### Material supplied
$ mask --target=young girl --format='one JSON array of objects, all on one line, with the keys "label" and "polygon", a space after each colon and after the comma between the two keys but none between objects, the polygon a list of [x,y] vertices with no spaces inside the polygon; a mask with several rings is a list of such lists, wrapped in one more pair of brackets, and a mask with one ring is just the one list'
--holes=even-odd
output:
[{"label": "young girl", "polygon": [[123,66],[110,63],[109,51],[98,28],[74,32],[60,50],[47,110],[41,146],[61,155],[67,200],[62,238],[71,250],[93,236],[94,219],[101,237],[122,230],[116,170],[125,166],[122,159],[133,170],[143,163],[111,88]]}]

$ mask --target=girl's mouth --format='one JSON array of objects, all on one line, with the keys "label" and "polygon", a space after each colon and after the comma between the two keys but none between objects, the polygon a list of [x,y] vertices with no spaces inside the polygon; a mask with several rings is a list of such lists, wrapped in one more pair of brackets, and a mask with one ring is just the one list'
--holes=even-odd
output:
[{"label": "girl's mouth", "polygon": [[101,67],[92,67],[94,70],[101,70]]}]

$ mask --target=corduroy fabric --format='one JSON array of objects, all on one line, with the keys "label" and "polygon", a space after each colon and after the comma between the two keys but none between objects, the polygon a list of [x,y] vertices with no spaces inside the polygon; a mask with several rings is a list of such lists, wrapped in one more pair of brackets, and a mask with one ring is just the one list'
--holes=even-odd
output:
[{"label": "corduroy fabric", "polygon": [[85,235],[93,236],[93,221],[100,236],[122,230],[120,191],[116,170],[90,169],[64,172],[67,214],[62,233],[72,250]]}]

### Work task
Once you have read the records, output each one exactly as written.

### Exercise output
$ mask --target=young girl --format='one JSON array of objects, all on one line, with the keys "label" and "polygon", a space after each colon and after the comma between the two keys but none between objects, the polygon a list of [x,y] vertices with no spaces inside the polygon; a mask with several rings is a list of such lists, wrapped in one more pair of brackets, and a mask with one ring is just the one list'
--holes=even-odd
output:
[{"label": "young girl", "polygon": [[123,66],[110,63],[109,51],[98,28],[74,32],[60,50],[47,110],[41,146],[61,155],[67,200],[62,238],[71,250],[93,236],[94,219],[101,237],[122,230],[116,170],[125,166],[122,159],[133,170],[143,163],[111,88]]}]

$ mask --target=girl's mouth --format='one JSON array of objects, all on one line, with the keys "label" and "polygon", a space after each colon and after the comma between the two keys but none between objects, the polygon a list of [x,y] vertices with no spaces inside the polygon; a mask with several rings is a list of such lists, wrapped in one more pair of brackets, and a mask with one ring is just the one list'
--holes=even-odd
output:
[{"label": "girl's mouth", "polygon": [[101,67],[92,67],[94,70],[101,70]]}]

$ mask --target=corduroy fabric --format='one JSON array of objects, all on one line, with the keys "label" and "polygon", a space after each colon and after the comma between the two keys but none between objects, the polygon a list of [x,y] vertices with no spaces inside the polygon; a mask with several rings is a list of such lists, wrapped in one more pair of brackets, and a mask with one ring is just the one list'
--holes=even-odd
output:
[{"label": "corduroy fabric", "polygon": [[85,235],[93,236],[93,221],[100,236],[122,230],[120,191],[116,170],[90,169],[64,172],[67,214],[62,233],[72,250]]}]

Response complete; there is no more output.